(Stored items from a collection)
◇ ◇ ◇

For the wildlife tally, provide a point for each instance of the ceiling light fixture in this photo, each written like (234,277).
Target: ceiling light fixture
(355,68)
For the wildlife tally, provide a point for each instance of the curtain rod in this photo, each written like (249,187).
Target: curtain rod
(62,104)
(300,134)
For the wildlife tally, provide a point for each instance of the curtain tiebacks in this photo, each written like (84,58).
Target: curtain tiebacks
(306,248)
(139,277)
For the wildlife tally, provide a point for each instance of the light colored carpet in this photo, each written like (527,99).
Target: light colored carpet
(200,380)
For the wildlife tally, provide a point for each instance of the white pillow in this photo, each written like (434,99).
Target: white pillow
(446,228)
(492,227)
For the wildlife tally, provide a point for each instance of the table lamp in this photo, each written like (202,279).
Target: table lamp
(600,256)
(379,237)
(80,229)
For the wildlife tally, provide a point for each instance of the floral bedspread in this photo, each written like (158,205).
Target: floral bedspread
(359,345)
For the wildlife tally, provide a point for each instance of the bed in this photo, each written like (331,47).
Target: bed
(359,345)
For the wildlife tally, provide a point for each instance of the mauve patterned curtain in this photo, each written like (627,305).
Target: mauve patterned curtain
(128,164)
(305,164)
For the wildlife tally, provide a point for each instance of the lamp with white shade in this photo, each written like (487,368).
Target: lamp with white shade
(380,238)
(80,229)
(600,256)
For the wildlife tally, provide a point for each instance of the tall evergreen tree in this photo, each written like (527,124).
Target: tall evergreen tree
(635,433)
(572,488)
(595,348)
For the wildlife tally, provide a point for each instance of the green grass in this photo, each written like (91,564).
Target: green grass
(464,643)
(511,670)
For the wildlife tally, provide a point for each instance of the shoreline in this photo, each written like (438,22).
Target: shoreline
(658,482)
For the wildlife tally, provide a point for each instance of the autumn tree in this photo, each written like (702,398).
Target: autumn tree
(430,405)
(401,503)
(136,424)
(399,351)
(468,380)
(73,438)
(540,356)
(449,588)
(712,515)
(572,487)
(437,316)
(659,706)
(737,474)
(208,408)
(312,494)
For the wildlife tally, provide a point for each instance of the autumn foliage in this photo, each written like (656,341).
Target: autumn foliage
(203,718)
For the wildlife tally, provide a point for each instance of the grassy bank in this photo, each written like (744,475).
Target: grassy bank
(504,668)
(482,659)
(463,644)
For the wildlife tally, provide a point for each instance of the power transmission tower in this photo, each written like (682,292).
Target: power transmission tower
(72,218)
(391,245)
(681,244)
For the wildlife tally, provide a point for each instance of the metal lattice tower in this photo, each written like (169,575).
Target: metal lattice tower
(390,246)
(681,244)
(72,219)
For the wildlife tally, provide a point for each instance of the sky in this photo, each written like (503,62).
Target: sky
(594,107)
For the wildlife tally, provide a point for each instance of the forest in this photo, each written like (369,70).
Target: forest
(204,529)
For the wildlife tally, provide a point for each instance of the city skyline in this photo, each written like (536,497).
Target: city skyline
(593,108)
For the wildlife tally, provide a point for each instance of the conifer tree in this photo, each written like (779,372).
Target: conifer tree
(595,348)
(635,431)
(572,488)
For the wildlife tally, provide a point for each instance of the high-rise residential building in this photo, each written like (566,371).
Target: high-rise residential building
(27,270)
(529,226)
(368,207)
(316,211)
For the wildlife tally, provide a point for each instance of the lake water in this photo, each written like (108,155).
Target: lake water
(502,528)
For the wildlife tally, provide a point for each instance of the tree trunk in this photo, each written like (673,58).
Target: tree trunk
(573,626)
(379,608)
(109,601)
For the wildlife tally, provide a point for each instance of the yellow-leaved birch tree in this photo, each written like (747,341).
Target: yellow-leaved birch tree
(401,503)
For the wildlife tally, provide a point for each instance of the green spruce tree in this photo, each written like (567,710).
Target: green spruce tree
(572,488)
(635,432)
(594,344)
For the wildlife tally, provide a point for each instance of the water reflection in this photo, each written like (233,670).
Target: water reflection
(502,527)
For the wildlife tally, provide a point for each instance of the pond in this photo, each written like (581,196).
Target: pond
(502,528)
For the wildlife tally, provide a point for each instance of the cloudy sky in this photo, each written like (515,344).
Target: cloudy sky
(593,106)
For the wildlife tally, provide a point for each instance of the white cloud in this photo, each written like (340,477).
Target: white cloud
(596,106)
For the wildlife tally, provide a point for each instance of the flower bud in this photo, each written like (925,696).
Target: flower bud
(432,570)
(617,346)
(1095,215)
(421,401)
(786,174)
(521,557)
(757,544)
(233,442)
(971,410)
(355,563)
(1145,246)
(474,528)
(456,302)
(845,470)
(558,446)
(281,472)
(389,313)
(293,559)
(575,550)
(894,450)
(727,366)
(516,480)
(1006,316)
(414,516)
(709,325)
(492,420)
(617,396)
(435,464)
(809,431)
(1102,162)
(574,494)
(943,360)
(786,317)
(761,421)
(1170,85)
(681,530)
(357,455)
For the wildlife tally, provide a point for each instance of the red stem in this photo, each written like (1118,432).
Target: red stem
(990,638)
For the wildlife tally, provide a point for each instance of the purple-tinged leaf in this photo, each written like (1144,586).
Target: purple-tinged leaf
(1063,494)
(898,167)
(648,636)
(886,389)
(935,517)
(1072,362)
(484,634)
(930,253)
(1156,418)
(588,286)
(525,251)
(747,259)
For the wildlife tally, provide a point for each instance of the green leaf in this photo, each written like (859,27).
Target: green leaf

◇ ◇ ◇

### Required work
The records shown above are to be retyped exactly, with none omitted.

### Exercise response
For the wildlife tally, provide a point for each instance of the ceiling light fixture in this photo, each written like (234,277).
Target: ceiling light fixture
(355,68)
For the wildlife tally, provide a point for each instance of the curtain rod in this photo, each written like (249,187).
Target: curtain rod
(62,104)
(300,134)
For the wildlife tally, provide a point for each instance of the curtain tiebacks in this photo, each written like (84,58).
Target: curtain tiebacks
(306,248)
(139,277)
For the wildlife tally, provide a point for each instance of the light colored carpet in this photo, each written like (527,99).
Target: light colored carpet
(200,380)
For the wildlife tally, provide a point for each instance of the white pillow in this photo, each written like (434,99).
Target: white pillow
(446,228)
(492,227)
For the wildlife tally, provide a point for each instance of the table lamp in this photo, each written like (202,279).
Target: table lamp
(600,256)
(379,237)
(80,229)
For the wildlife tally, provide a point for each instance of the floral bedspread in this photo, each written like (158,205).
Target: floral bedspread
(359,345)
For the wildlife tally, provide a point for each instance of the bed in this photo, each written like (331,47).
Target: bed
(359,345)
For the wildlife tally, provide a point for each instance of the mauve patterned curtain in this photo, each written like (627,305).
Target: mauve patterned curtain
(128,164)
(305,164)
For the wildlife tally, provide a point for each instance of the lamp with white shade in this photo, each written like (487,368).
Target: lamp with white shade
(380,238)
(80,229)
(600,256)
For the wildlife tally, provide a point for each instance of the tall evergreen tree in this photo, each written like (527,124).
Target: tall evergreen tree
(635,433)
(572,488)
(595,348)
For the wildlife tally, provide a point for each instance of the green grass in this photo, each written like (91,564).
Target: green grass
(464,643)
(511,670)
For the wildlife tally, provide a point for each instance of the shoreline in this photo, each written like (438,22).
Target: shoreline
(658,482)
For the wildlife tally, provide a point for each instance of the autumn tree in this photo, each written like (702,398).
Target: autumn tree
(430,405)
(401,503)
(136,424)
(399,351)
(468,380)
(73,438)
(540,356)
(449,588)
(712,515)
(572,487)
(437,316)
(659,706)
(737,474)
(208,408)
(312,494)
For the wildlife tally, provide a point for each instance of the autumn foliage in this photo, each written like (656,341).
Target: autumn foliage
(203,718)
For the wildlife tally, provide a point for each instance of the grassy bank in this photo, each written like (744,475).
Target: grassy bank
(504,668)
(482,659)
(463,644)
For the wildlife tally, provide a point for each instance of the power transmission tower in this photo, each written like (682,292).
Target: power transmission tower
(72,218)
(391,245)
(681,244)
For the wildlife tally, provide a point for each instance of the metal lattice tower in this photo, each written like (169,575).
Target: metal lattice tower
(390,246)
(681,244)
(72,219)
For the wildlife tally, provide a point for each instance of the sky in this photo, each written like (503,62).
Target: sky
(594,107)
For the wildlife tally, provide a point for each instance of the forest in this photo, each written like (369,70).
Target: forest
(204,529)
For the wildlife tally, provide a point for each instance of the city skyline in this photo, each written like (536,497).
Target: city skyline
(593,108)
For the wildlife tally, provide a point for each instance of the conifer tree in this photo, each written like (779,372).
Target: conifer tree
(595,348)
(635,431)
(572,488)
For the wildlife tally, provide a point for each instance of the high-rise residential building in this photo, each written like (566,371).
Target: high-rise residential building
(27,270)
(529,226)
(368,207)
(316,211)
For the wildlife tally, provide a point for each instance of the lake water in this photo, each written like (108,155).
Target: lake water
(502,528)
For the wildlife tally, provide a point for each instance of the tree trunk in this photo, each written like (673,58).
Target: tree trunk
(573,626)
(379,608)
(109,601)
For the wildlife tally, provide a point for each instance of the yellow-leaved birch tree in this photo, each written like (747,341).
Target: yellow-leaved birch tree
(401,503)
For the wildlife tally, provide a point for each instance of the green spruce tree in this photo, each written like (567,710).
Target: green spruce tree
(572,488)
(635,432)
(594,344)
For the wildlife tally, provide a point for each instance of the water reflection in this photo, each written like (233,670).
Target: water reflection
(502,527)
For the wildlife tally, provide a point for each instance of the pond in this photo, each written like (581,196).
Target: pond
(502,528)
For the wildlife tally, provide a point for each instance of the cloudy sky in this photo, each written like (515,344).
Target: cloudy sky
(593,106)
For the wildlife tally, provide a point for each instance of the white cloud in this photo, each written like (340,477).
Target: white cloud
(596,106)
For the wildlife tally, provide a point for each instance of the flower bud in this photo, each written like (925,696).
Target: flower bud
(432,570)
(617,346)
(1095,215)
(421,401)
(786,174)
(521,557)
(757,544)
(233,442)
(971,410)
(355,563)
(1145,246)
(474,528)
(456,302)
(845,470)
(558,446)
(281,472)
(389,313)
(293,559)
(575,550)
(894,450)
(727,366)
(516,480)
(1006,316)
(414,516)
(709,325)
(492,420)
(617,396)
(435,464)
(809,431)
(1102,162)
(574,494)
(943,360)
(786,317)
(761,421)
(1170,85)
(681,530)
(357,455)
For the wildlife tally, provide a point for each instance of the red stem in this photo, each written like (1118,432).
Target: red stem
(990,638)
For the wildlife tally, provide a point for each instance of the purple-tinged leaf in this photo, each written like (1144,586).
Target: purple-tinged leaf
(1063,494)
(898,167)
(648,636)
(886,389)
(935,517)
(1072,362)
(484,634)
(930,253)
(1156,418)
(588,286)
(525,251)
(747,259)
For the wildlife tally, provide a point for each instance of the green leaf in this photo, each written like (859,27).
Target: green leaf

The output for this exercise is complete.